▶ **Location identification entries**

******

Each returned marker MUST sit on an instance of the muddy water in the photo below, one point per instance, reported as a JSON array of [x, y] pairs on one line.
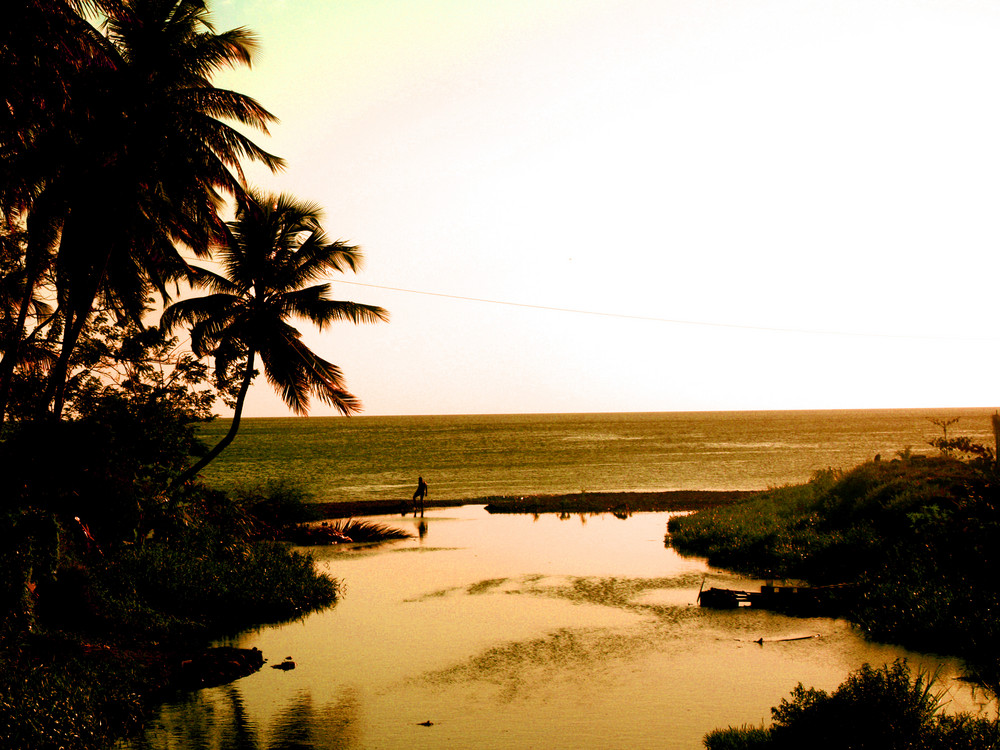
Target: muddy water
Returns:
[[517, 632]]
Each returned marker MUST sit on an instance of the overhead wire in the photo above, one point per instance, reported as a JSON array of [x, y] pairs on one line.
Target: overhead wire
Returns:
[[674, 321], [659, 319]]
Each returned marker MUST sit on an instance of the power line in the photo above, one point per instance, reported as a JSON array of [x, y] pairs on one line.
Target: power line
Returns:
[[673, 321]]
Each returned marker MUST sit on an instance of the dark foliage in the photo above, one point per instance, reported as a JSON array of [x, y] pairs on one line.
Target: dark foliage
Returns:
[[882, 708]]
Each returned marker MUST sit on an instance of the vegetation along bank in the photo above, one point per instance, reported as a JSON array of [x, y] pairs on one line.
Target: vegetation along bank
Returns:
[[916, 540]]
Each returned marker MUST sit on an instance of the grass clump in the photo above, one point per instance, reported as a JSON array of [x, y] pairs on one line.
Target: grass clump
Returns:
[[885, 708], [918, 537]]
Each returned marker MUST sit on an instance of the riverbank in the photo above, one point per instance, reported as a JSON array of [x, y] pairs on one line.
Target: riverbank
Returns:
[[578, 502], [916, 537]]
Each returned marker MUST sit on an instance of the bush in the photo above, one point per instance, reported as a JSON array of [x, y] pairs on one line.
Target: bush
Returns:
[[882, 708]]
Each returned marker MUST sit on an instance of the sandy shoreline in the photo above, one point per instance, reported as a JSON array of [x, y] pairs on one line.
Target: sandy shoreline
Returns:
[[579, 502]]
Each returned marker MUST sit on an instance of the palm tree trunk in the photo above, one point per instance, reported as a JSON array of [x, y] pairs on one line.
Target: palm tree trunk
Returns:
[[229, 436], [34, 263]]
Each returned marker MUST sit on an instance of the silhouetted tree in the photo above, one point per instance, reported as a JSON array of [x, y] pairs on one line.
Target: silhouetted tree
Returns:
[[276, 249]]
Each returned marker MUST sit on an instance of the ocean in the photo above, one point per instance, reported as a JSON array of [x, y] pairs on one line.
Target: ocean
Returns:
[[339, 459]]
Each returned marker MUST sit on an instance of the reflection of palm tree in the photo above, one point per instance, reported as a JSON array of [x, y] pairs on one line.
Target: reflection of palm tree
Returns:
[[299, 726], [276, 249]]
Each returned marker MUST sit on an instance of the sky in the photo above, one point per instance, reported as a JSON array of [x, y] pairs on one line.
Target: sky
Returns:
[[645, 205]]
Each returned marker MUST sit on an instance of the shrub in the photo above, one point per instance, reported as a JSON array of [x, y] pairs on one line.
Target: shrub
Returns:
[[883, 708]]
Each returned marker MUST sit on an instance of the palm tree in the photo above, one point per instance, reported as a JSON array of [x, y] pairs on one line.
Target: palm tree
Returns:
[[145, 140], [276, 249]]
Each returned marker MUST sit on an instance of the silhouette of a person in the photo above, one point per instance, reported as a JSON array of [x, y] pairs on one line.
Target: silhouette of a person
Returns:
[[421, 493]]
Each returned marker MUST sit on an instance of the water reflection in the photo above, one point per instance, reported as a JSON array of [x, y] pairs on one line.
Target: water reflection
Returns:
[[218, 720], [509, 632]]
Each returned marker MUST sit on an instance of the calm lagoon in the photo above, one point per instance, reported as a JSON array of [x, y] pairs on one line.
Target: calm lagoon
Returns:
[[524, 632]]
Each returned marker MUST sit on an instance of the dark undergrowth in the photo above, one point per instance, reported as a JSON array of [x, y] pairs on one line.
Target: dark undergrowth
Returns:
[[885, 708], [918, 537]]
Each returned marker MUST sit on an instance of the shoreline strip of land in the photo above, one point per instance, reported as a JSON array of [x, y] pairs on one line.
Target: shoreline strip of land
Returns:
[[577, 502]]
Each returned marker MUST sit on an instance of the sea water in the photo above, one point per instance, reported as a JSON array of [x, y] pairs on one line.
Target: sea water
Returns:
[[510, 632], [552, 631], [466, 457]]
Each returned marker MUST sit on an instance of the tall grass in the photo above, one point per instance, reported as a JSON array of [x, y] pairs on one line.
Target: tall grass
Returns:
[[920, 538], [885, 708]]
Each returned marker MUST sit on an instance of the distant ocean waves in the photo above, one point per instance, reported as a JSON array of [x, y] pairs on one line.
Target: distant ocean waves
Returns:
[[468, 457]]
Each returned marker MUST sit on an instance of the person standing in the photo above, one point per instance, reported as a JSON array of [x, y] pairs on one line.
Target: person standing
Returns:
[[421, 493]]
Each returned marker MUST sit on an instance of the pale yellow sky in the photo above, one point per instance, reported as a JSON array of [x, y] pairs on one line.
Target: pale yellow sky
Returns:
[[776, 169]]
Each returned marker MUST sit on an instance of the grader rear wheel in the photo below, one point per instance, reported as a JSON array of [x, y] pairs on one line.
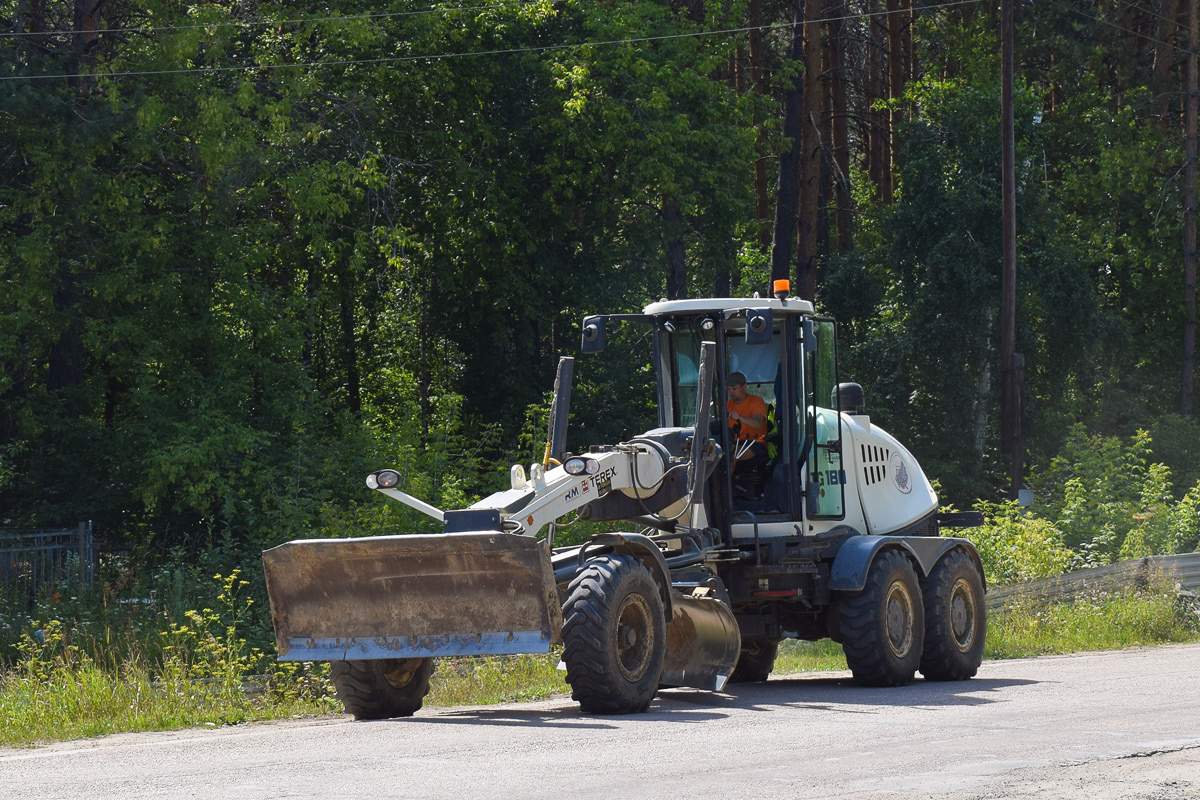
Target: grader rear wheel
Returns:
[[383, 687], [613, 636], [955, 619], [883, 625]]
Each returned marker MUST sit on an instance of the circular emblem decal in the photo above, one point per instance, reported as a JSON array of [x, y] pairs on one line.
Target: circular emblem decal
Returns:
[[900, 474]]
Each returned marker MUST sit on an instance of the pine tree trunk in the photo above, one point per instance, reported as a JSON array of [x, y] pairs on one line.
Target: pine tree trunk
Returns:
[[1189, 218], [810, 160], [787, 191], [672, 227], [839, 115]]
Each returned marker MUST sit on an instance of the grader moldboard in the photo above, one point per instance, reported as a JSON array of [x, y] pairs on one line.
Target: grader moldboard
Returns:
[[838, 535]]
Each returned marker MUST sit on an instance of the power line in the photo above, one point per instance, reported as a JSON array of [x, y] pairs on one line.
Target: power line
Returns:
[[259, 23], [438, 56]]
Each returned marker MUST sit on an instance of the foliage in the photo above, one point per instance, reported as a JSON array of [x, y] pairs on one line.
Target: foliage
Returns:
[[1104, 621], [1017, 547]]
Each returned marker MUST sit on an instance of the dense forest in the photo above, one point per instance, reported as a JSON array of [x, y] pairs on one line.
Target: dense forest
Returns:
[[251, 251]]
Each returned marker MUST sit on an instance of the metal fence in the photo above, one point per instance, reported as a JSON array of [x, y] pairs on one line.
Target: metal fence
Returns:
[[36, 561], [1181, 570]]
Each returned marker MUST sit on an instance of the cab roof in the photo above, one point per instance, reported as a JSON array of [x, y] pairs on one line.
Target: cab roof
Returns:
[[717, 305]]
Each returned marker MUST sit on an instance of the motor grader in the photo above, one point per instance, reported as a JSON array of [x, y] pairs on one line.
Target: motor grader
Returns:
[[838, 535]]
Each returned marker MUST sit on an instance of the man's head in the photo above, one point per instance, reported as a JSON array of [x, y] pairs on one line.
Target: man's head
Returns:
[[736, 386]]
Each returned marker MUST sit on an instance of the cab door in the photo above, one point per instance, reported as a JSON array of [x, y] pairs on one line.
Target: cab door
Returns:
[[826, 489]]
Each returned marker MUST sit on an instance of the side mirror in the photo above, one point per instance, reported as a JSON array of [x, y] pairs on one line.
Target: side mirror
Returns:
[[810, 336], [593, 334], [759, 326], [813, 498]]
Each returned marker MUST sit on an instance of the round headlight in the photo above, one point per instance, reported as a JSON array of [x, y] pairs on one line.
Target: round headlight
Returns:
[[580, 465]]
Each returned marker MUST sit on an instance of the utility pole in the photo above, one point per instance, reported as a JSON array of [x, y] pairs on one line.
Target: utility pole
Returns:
[[1189, 220], [1012, 365]]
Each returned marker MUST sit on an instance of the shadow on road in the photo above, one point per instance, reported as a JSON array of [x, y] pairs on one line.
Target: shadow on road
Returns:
[[690, 707], [844, 695]]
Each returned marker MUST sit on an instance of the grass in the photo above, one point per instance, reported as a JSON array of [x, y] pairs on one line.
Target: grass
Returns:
[[57, 691], [1104, 621], [88, 701]]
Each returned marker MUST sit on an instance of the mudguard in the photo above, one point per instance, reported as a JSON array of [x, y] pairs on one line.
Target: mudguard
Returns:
[[855, 557]]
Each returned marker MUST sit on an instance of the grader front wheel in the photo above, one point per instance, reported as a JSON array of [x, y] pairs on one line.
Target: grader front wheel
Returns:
[[382, 687], [613, 636]]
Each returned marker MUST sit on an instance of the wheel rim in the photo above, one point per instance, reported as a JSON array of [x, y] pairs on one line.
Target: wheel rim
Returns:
[[400, 672], [963, 615], [635, 637], [899, 619]]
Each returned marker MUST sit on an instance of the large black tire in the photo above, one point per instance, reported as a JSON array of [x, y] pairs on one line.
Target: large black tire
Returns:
[[755, 661], [613, 636], [883, 625], [955, 619], [382, 689]]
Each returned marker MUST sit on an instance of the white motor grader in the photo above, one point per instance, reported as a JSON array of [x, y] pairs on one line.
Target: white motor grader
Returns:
[[837, 535]]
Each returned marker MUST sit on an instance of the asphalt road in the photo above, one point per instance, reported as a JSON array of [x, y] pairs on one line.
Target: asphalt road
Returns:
[[1107, 726]]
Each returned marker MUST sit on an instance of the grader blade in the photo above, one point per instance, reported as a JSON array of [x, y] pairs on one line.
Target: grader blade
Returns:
[[408, 596]]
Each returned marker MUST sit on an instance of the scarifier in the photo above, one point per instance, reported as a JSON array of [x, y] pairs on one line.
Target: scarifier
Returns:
[[838, 535]]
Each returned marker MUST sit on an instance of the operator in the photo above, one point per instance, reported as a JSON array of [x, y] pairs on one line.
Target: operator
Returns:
[[747, 419]]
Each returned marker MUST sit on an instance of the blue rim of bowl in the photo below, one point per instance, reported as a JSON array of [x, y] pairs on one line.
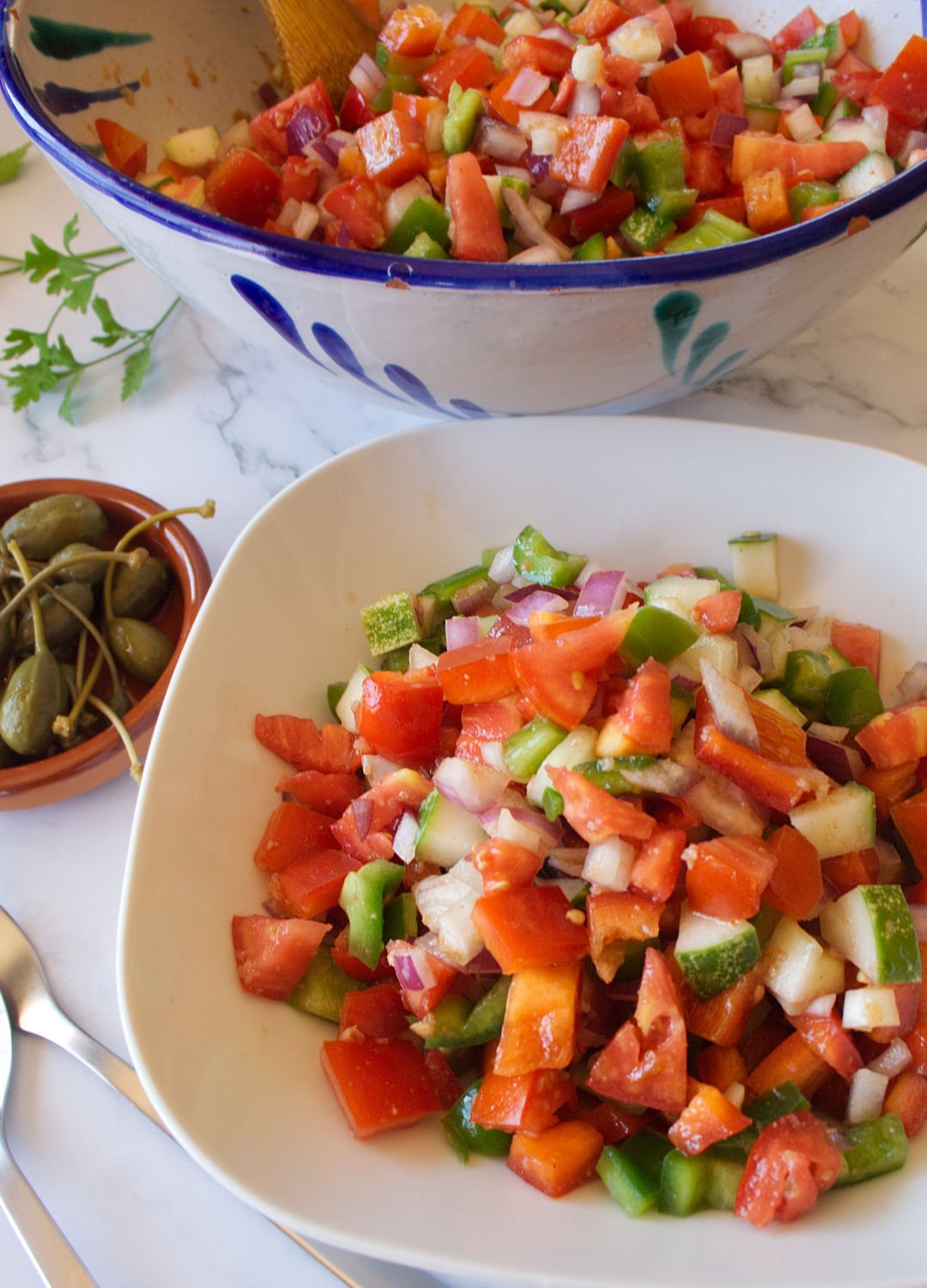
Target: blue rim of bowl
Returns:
[[455, 275]]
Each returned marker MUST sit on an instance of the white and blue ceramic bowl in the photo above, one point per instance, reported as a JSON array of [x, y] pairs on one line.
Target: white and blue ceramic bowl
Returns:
[[453, 337]]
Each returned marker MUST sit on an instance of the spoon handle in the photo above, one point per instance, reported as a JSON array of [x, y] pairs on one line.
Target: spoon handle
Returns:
[[49, 1251]]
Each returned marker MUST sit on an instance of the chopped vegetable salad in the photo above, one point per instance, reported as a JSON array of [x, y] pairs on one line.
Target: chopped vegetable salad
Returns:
[[625, 881]]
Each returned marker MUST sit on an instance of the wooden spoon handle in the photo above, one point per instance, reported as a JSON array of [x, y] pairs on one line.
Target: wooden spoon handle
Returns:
[[319, 38]]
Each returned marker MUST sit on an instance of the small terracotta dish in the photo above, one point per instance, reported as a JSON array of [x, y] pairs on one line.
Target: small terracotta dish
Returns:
[[103, 757]]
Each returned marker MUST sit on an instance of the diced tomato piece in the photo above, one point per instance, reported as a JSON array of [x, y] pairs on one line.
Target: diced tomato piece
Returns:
[[357, 204], [527, 1103], [796, 31], [380, 1084], [903, 87], [505, 863], [303, 744], [401, 715], [643, 724], [242, 187], [728, 876], [645, 1061], [373, 1012], [478, 232], [476, 672], [530, 927], [125, 151], [723, 1019], [595, 814], [293, 832], [542, 1014], [587, 156], [657, 866], [393, 149], [757, 152], [412, 31], [707, 1118], [272, 953], [559, 1159], [327, 793], [792, 1162], [468, 64], [476, 25], [312, 885], [796, 886]]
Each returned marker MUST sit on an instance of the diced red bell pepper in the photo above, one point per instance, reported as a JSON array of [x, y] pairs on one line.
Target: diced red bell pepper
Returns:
[[476, 227], [272, 953], [468, 64], [541, 1019], [559, 1159], [380, 1084], [313, 885], [242, 187], [530, 927], [728, 876], [587, 156], [595, 814], [645, 1061], [528, 1102], [707, 1118], [125, 151], [393, 149], [293, 832], [303, 744], [401, 715]]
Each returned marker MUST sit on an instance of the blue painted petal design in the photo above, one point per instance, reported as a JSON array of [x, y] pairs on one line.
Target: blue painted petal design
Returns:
[[703, 347], [273, 313], [675, 317]]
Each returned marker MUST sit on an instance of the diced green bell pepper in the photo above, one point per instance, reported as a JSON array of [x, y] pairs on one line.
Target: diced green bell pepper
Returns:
[[324, 987], [852, 697], [465, 1136], [424, 216], [538, 562], [528, 747], [631, 1171], [465, 107], [362, 898], [657, 633]]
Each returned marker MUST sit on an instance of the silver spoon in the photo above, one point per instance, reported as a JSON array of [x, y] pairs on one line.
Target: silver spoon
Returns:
[[49, 1251]]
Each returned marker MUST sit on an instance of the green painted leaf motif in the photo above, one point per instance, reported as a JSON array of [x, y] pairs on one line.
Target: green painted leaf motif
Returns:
[[675, 316]]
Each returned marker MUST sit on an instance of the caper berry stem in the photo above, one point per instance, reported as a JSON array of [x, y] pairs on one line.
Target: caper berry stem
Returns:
[[38, 621], [206, 510]]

******

Output the records above as a two-column CSV with the columns text and answer, starting at the beginning of the records and going on through the line containing "[[579, 502]]". Make one row per record, put each field in quotes with line breaks changed to spaces, and omit the pictures.

text,answer
"Each returned marker MUST sit on an instance of the muddy water in the photo below, one point per instance, reported as a JSON array of [x, y] pairs on one line. Target: muddy water Returns:","[[517, 632]]"
"Each returned marker MUST sit on an instance of the overhead wire in the photo above, one point per instance, reported as a JSON array of [x, y] pairs on one line. Target: overhead wire Returns:","[[674, 321], [659, 319]]"
"Each returned marker MUST sit on an instance of the power line in the photo above, one point per instance, reported as a JSON array of [x, y] pairs on one line. Target: power line Returns:","[[673, 321]]"
"Each returned marker MUST sit on an instance of the dark foliage in the photo above, one point per instance, reported as a JSON array of [x, y] pairs on one line. Target: dark foliage Returns:","[[882, 708]]"
"Each returned marker MUST sit on an instance of the vegetation along bank in the photo above, one point per instance, reported as a JSON array of [x, y] pairs on one line. Target: vegetation along bank Returns:","[[916, 540]]"
"Each returned marker MUST sit on an instance of the grass clump in the photo above, one point per instance, reported as a JSON array of [x, y] pairs on one line. Target: grass clump Returns:","[[885, 708], [918, 537]]"
"Each returned marker MUST sit on an instance of the riverbank in the photo above, one point per instance, reported as a JSON array of [x, y] pairs on one line. Target: riverbank Returns:","[[578, 502], [916, 537]]"
"Each returned marker MUST sit on an instance of the bush in the photo above, one point per instance, reported as a JSON array of [x, y] pairs on one line. Target: bush Returns:","[[882, 708]]"
"Each returned marker MUST sit on an instance of the sandy shoreline in the photo above, one point per instance, reported as a JSON array of [x, y] pairs on one line. Target: sandy shoreline Returns:","[[579, 502]]"